> [TEXT FOR ANALYSIS]
++++++++++++++++++++

You may think that all carbohydrates are bad. But that’s not true. Your body needs “good” carbohydrates for energy.
Here’s how it works…
To make energy, your body combines carbohydrates from the food you eat with oxygen from the air you breathe. Carbon dioxide and water are the by-products of this process. Of course, you breathe out the carbon dioxide. And the water hydrates the cells in your body. This entire biological process is called cellular respiration.
So what makes some carbohydrates “bad” and some “good”?
Chemically, all carbohydrates are made up of the same molecules: carbon, hydrogen, and oxygen. But complex carbohydrates as found in whole grains and legumes are better for you because they consist of longer chains of carbon, hydrogen, and oxygen.
These foods also contain more fiber. And it takes more time for your body to digest and metabolize these longer molecule chains and food fibers. As a result, you don’t experience a metabolic “spike” in blood sugar, insulin, or energy when you eat complex carbs. And you don’t come crashing down after eating them either.
On the other hand, simple carbohydrates are basic sugars. And they consist of short chains of six carbon molecules. They occur either as single molecules known as monosaccharides. Or they are bound to each other in pairs known as disaccharides.
Fruits contain fructose, which is a monosaccharide. But the body recognizes this simple sugar. In fact, it digests and metabolizes fructose quite easily, as I explained in a recent Daily Dispatch.
Vegetables do contain some simple sugars. But they also contain complex carbohydrates and fibers. And these fibers and complex carbs help slow down the digestion, absorption, and metabolism of the simple sugars. They also allow you to feel fuller and more satisfied for longer periods.
But not all carbs work like this.
Your body handles the “good” carbs in fruits, vegetables, and whole grains drastically differently than it handles “bad” carbs. You find “bad” carbs in all the usual places: artificial syrups, candy, snack foods, sugar, pastries, and desserts. You also find them in white bread, white pasta, and white rice. In fact, in China, they wisely classify white bread, pasta, and rice together with confections and sweets. And this makes sense, because your body handles them in the same way…with spikes and drops in sugar, insulin, and energy.

++++++++++++++++++++

> [WHAT YOU ARE ASKED TO DO] Take the carbohydrates text from the words "Here’s how it" through "of carbon, hydrogen, and oxygen." and write that stretch out again, changing "cellular respiration" to "aerobic respiration".

> [RECORD EXTRACTS]
++++++++++++++++++++

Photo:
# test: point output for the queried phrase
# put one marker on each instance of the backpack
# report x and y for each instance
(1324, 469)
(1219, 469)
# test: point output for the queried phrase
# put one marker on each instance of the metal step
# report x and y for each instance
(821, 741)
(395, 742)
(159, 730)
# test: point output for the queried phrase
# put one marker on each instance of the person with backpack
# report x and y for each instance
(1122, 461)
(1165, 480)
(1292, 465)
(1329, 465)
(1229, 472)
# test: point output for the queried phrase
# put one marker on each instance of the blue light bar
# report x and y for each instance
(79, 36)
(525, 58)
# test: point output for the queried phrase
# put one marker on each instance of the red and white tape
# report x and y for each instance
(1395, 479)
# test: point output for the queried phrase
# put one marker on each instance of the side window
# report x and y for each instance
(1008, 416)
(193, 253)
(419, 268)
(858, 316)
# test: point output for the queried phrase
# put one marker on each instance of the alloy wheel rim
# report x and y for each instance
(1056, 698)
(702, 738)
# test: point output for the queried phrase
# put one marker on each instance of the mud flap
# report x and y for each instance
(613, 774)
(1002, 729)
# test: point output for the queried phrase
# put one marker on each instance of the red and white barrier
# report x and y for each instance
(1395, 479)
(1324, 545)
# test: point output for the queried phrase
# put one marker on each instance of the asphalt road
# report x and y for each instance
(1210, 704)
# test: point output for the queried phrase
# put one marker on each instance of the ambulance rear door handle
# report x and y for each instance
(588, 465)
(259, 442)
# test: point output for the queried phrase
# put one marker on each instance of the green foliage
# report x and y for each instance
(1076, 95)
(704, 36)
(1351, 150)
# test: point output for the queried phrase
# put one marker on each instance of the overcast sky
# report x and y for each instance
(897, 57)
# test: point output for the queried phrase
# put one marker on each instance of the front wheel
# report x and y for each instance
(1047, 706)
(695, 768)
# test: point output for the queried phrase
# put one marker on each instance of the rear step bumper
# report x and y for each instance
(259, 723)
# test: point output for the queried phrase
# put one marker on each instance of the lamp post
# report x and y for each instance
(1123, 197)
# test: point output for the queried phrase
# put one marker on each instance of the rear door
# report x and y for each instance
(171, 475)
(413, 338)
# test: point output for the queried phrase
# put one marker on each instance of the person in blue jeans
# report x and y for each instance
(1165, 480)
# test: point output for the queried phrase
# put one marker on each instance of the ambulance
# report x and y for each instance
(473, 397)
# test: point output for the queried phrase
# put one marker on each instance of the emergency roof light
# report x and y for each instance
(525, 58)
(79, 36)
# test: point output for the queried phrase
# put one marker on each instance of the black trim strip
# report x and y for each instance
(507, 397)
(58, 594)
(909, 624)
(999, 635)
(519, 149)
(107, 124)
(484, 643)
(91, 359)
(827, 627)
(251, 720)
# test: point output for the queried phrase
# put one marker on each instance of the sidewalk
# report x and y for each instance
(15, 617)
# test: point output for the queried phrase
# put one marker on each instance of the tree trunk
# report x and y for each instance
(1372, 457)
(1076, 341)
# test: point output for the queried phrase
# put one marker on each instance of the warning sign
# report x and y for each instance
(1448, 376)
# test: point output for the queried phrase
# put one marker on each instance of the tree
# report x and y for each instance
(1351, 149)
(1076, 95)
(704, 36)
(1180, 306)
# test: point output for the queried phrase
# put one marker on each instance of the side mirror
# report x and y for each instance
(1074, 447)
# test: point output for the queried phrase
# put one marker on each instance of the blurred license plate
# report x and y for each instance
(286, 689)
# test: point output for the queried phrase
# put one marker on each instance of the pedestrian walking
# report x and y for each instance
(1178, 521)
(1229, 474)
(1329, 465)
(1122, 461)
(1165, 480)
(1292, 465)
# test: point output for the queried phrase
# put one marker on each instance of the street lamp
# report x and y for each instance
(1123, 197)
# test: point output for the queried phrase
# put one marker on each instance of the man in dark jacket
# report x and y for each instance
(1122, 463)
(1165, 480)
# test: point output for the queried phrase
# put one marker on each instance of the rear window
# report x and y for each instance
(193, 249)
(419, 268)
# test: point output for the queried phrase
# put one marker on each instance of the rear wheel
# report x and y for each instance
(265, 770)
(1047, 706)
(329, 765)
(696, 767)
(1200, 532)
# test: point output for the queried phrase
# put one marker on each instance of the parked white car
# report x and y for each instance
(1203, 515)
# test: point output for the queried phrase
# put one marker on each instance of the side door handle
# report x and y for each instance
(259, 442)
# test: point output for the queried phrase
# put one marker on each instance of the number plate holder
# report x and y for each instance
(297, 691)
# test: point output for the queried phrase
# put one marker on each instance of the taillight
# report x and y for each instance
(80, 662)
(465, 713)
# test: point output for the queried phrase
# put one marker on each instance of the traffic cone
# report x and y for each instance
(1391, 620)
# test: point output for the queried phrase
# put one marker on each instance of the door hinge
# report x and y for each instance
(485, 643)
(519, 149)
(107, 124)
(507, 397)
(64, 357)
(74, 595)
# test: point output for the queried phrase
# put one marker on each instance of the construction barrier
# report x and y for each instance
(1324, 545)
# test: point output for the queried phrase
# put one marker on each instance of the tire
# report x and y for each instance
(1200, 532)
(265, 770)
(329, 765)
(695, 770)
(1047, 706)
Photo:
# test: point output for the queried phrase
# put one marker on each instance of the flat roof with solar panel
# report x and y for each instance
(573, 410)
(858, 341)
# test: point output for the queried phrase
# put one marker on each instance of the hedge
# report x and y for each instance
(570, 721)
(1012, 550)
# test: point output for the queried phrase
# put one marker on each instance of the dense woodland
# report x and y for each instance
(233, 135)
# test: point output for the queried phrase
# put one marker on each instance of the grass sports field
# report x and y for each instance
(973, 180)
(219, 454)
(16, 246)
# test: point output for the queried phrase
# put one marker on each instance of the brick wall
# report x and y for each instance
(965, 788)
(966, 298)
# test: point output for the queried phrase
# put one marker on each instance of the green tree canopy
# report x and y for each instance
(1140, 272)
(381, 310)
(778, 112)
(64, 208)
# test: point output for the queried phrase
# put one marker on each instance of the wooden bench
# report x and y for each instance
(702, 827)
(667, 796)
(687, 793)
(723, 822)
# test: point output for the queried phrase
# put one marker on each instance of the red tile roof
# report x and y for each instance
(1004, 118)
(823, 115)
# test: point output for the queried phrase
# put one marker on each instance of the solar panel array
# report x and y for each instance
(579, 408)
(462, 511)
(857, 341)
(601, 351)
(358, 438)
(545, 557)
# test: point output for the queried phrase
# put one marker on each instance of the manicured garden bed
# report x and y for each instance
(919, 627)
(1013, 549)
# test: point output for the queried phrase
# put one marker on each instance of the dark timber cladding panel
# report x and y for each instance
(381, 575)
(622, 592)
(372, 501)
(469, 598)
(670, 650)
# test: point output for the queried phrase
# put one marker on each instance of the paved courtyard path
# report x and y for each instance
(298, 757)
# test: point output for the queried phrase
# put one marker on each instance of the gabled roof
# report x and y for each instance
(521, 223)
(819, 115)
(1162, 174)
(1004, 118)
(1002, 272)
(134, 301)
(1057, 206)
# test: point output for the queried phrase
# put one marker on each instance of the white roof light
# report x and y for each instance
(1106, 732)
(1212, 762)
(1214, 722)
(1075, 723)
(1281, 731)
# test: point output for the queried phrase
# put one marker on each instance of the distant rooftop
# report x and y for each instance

++++++++++++++++++++

> [RESULT]
Here’s how it works…
To make energy, your body combines carbohydrates from the food you eat with oxygen from the air you breathe. Carbon dioxide and water are the by-products of this process. Of course, you breathe out the carbon dioxide. And the water hydrates the cells in your body. This entire biological process is called aerobic respiration.
So what makes some carbohydrates “bad” and some “good”?
Chemically, all carbohydrates are made up of the same molecules: carbon, hydrogen, and oxygen. But complex carbohydrates as found in whole grains and legumes are better for you because they consist of longer chains of carbon, hydrogen, and oxygen.